[Entries from a pointing dataset]

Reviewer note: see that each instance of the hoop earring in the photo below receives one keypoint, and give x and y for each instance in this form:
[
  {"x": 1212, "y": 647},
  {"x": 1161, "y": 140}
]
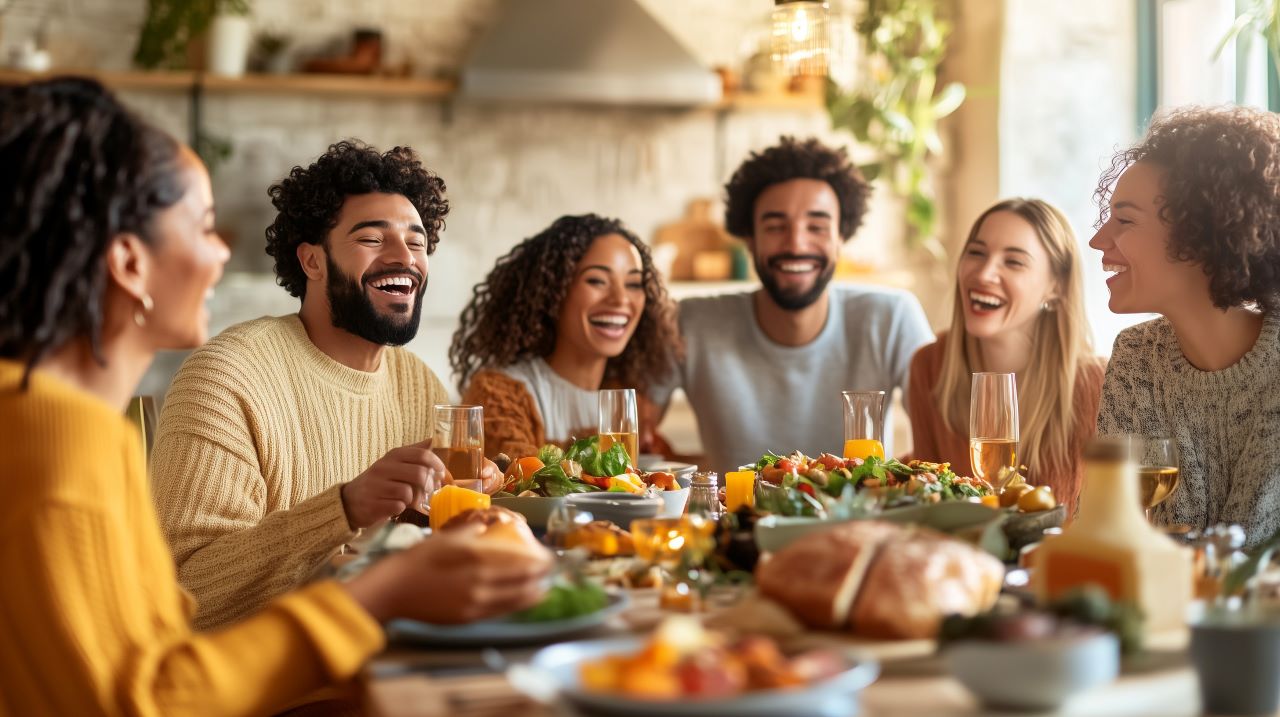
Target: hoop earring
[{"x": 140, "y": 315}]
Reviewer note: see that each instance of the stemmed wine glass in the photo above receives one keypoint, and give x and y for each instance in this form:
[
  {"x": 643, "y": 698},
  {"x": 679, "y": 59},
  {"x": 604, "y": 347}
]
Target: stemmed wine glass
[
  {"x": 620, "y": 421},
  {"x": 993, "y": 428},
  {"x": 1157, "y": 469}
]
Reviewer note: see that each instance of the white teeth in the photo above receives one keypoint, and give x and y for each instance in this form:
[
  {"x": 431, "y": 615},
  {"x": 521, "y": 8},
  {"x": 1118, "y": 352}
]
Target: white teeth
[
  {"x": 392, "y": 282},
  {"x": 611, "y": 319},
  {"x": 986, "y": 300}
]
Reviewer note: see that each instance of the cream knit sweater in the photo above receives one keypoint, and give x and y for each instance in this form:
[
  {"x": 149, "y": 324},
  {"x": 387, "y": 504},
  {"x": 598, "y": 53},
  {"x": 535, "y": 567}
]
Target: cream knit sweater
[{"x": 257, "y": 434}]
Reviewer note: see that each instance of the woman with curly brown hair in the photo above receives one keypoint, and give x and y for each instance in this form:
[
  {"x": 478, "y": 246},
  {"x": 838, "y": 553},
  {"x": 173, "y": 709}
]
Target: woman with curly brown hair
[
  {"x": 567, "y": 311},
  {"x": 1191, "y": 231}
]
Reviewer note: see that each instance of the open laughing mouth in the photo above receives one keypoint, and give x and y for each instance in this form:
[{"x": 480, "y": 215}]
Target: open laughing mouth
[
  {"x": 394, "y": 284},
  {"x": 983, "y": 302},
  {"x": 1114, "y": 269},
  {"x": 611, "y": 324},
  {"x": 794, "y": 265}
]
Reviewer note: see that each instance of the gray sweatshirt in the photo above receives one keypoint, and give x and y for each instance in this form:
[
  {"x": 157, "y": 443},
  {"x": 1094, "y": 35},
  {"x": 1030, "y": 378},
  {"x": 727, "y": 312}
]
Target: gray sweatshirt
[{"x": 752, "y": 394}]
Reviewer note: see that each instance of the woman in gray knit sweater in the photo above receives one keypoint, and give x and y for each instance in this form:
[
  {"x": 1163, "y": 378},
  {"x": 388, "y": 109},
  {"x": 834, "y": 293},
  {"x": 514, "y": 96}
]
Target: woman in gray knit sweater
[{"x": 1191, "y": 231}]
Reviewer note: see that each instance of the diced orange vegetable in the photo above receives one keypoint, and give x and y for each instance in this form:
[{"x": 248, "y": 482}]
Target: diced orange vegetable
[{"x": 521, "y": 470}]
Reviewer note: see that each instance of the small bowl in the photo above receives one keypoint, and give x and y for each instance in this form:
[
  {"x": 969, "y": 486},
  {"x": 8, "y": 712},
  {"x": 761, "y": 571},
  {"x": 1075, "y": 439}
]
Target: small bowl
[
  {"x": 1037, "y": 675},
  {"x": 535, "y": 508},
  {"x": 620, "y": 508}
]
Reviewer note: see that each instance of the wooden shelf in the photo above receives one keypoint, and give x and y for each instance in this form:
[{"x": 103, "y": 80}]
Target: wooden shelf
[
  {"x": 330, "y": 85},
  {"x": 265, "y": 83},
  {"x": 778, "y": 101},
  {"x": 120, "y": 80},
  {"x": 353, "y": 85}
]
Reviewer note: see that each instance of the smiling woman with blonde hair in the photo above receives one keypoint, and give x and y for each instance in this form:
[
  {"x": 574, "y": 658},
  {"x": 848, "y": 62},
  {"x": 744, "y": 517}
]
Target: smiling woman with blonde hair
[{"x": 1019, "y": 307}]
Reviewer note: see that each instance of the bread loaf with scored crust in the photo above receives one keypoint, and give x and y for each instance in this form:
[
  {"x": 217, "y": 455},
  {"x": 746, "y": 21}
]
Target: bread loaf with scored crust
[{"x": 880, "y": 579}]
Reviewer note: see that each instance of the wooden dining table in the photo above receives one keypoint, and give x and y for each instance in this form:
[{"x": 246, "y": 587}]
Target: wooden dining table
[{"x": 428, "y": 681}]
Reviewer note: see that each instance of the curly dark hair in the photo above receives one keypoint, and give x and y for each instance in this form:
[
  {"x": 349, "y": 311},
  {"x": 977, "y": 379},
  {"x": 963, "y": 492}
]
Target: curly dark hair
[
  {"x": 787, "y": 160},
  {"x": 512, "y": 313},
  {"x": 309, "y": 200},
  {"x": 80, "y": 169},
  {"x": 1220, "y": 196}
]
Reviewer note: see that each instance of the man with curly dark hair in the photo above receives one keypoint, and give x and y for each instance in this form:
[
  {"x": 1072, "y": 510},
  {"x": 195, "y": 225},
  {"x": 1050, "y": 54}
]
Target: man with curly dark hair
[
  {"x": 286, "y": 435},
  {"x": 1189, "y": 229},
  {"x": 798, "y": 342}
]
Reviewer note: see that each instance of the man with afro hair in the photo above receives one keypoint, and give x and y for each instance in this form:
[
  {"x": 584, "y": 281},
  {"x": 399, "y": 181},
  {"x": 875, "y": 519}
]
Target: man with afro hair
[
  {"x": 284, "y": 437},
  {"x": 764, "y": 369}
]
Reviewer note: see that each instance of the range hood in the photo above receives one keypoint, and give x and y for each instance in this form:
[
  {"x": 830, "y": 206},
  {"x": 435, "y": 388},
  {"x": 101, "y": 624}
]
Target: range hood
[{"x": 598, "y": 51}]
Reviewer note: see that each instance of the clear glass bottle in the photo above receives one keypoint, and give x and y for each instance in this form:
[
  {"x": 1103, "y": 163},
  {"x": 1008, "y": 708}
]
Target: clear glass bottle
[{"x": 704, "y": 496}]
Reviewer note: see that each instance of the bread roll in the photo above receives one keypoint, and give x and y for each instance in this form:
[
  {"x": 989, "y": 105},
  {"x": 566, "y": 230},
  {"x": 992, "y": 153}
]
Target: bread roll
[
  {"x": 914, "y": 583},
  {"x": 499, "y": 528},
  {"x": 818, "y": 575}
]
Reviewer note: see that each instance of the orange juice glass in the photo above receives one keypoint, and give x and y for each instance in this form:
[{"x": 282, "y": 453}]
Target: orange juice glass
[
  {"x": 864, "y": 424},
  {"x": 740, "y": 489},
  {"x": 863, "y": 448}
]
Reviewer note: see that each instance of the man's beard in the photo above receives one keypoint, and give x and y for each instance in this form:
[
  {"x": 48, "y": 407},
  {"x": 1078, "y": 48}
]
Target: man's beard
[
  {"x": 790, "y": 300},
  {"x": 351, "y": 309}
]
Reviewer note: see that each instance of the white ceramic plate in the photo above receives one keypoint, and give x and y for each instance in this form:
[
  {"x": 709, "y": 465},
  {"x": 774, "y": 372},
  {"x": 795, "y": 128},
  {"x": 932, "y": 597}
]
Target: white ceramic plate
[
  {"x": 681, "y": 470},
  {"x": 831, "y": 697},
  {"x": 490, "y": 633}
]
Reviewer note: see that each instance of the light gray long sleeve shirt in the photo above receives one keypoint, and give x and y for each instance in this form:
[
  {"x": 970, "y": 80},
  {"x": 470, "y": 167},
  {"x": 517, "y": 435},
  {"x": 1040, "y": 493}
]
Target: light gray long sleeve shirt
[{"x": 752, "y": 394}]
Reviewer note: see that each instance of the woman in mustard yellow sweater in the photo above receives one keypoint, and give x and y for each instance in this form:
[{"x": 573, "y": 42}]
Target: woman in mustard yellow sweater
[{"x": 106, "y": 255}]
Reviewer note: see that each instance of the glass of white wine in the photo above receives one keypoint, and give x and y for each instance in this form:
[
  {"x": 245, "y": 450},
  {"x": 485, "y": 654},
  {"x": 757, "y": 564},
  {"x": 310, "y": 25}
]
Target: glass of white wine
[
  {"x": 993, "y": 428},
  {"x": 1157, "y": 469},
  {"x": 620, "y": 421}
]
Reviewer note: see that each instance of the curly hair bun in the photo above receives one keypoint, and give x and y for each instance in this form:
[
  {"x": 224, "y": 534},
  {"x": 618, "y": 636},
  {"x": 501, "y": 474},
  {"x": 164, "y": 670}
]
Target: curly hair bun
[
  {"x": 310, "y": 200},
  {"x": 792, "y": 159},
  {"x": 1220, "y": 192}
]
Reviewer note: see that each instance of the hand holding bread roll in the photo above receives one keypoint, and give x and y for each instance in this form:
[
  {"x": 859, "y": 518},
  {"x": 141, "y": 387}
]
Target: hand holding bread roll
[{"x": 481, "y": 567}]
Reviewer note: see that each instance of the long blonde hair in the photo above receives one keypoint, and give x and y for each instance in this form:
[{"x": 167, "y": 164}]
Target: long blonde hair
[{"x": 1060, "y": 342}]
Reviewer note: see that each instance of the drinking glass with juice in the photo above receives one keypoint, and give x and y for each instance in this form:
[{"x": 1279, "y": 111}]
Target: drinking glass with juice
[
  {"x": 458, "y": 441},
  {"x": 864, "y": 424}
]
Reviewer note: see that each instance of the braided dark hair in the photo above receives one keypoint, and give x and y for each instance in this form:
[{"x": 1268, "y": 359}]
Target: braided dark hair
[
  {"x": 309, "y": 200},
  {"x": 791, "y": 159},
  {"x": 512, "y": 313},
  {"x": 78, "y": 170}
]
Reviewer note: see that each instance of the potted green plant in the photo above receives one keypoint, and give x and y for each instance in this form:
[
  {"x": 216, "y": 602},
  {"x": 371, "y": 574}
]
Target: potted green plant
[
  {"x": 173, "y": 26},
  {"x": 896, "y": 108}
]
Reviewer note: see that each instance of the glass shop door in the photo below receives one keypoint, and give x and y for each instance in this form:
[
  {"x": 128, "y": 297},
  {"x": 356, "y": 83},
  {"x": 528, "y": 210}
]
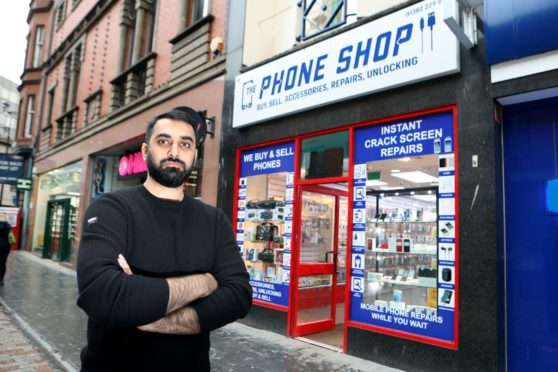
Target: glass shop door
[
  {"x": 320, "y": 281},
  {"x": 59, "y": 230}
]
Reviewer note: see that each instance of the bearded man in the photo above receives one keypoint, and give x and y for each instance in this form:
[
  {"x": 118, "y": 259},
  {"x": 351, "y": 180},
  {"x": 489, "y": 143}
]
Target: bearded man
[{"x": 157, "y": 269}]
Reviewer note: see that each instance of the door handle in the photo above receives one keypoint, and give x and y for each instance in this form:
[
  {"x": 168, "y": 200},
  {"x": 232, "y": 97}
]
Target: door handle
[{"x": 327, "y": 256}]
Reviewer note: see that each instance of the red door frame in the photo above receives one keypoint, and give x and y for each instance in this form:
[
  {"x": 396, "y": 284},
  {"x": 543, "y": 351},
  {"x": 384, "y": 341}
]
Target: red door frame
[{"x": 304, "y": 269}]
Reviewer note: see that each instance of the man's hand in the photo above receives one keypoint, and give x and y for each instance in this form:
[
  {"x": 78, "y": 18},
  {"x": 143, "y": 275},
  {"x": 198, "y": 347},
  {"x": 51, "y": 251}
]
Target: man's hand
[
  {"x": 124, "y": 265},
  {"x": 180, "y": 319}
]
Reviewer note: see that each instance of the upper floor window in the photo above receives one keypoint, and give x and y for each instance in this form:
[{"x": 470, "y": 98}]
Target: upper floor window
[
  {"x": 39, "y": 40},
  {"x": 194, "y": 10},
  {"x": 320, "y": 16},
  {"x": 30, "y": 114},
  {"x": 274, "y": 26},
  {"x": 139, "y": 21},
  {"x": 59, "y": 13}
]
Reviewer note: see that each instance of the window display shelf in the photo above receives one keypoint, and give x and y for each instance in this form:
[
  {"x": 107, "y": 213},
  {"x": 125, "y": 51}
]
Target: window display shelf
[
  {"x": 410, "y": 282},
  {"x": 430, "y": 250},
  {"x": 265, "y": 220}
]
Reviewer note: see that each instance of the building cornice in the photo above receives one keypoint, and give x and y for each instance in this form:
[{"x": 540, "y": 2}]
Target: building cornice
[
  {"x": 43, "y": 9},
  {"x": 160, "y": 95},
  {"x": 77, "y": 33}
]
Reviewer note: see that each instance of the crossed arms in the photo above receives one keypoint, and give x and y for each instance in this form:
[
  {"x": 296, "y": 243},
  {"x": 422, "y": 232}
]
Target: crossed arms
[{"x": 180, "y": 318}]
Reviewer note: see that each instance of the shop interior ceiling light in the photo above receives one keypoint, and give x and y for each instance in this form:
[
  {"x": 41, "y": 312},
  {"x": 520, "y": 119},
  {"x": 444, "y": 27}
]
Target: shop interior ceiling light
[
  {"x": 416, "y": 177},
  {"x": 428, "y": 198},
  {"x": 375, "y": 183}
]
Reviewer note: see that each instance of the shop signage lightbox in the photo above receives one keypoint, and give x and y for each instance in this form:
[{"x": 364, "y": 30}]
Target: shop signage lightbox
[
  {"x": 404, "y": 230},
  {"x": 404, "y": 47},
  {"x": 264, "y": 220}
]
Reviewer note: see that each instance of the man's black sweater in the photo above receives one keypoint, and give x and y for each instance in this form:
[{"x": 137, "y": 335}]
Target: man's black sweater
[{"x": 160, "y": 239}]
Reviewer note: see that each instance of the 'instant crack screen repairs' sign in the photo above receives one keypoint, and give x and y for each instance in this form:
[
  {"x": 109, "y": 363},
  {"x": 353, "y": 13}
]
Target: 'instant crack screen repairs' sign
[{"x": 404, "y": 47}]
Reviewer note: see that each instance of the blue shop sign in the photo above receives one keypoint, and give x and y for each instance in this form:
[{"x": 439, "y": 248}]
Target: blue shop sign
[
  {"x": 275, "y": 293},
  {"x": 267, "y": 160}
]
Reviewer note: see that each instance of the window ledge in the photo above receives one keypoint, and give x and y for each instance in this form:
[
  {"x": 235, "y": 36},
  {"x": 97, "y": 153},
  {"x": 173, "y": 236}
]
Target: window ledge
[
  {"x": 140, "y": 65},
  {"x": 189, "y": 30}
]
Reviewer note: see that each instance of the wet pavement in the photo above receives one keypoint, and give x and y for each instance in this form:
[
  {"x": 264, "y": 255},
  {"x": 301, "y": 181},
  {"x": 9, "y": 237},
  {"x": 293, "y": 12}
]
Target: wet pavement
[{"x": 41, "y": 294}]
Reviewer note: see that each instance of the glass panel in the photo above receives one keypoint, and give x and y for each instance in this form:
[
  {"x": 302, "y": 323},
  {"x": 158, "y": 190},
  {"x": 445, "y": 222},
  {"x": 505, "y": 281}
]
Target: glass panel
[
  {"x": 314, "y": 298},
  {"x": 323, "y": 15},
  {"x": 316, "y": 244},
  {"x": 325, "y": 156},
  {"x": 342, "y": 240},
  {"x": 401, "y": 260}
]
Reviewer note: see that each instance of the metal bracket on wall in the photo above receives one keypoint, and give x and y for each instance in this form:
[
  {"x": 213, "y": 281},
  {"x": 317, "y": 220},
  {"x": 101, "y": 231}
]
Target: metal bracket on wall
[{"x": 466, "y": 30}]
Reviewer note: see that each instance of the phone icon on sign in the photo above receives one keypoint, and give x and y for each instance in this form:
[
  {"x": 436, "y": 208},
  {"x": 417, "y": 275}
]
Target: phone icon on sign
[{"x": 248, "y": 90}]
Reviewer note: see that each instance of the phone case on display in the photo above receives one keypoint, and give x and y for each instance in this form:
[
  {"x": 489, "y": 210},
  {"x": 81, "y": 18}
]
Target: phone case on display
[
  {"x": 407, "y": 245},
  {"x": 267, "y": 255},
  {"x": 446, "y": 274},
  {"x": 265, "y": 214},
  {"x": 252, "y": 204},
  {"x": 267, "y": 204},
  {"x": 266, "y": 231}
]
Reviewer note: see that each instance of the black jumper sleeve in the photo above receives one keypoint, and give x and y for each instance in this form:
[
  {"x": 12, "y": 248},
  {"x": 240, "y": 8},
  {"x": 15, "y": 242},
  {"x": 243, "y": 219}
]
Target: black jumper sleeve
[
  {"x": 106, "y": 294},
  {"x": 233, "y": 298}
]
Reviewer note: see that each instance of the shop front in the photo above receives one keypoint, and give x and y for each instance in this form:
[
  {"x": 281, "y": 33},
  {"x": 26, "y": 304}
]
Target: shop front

**SET TASK**
Repeat the lines from the one containing "Reviewer note: see that each instance of the metal" through the end of the listing, exactly and without any other lines; both ends are included.

**COMPLETED TASK**
Reviewer note: see that each instance of the metal bracket on wall in the photo above receives one keypoint, and give x and y for each instance in this form:
[
  {"x": 213, "y": 281},
  {"x": 317, "y": 220},
  {"x": 101, "y": 231}
]
Target: metal bracket on wall
[{"x": 466, "y": 30}]
Reviewer note: see that each instance of the phone icon on sign in the photo above receives one keypoint, and give x and y for each instance in this form:
[
  {"x": 436, "y": 208},
  {"x": 417, "y": 275}
]
Target: phone icon on sign
[{"x": 248, "y": 90}]
Reviewer note: see that each instance of the phone case on display in the photo above receives one keypoint, and give x and y for each instance in this form:
[
  {"x": 489, "y": 210},
  {"x": 81, "y": 18}
]
Target: phone case on display
[
  {"x": 407, "y": 245},
  {"x": 267, "y": 255},
  {"x": 446, "y": 274},
  {"x": 265, "y": 214},
  {"x": 252, "y": 204},
  {"x": 267, "y": 204},
  {"x": 266, "y": 231}
]
Reviewer note: see that each instance of the black jumper sleeve in the photo above receives one keypoint, and give x and y for each instance in this form:
[
  {"x": 12, "y": 248},
  {"x": 240, "y": 8},
  {"x": 15, "y": 242},
  {"x": 243, "y": 219}
]
Target: black jumper sleeve
[
  {"x": 106, "y": 294},
  {"x": 233, "y": 298}
]
Reviewer note: see that each instance of the shop front in the photo above receives one keypoint, and give x and y for each instance in this form:
[
  {"x": 281, "y": 33},
  {"x": 26, "y": 304}
]
Target: shop front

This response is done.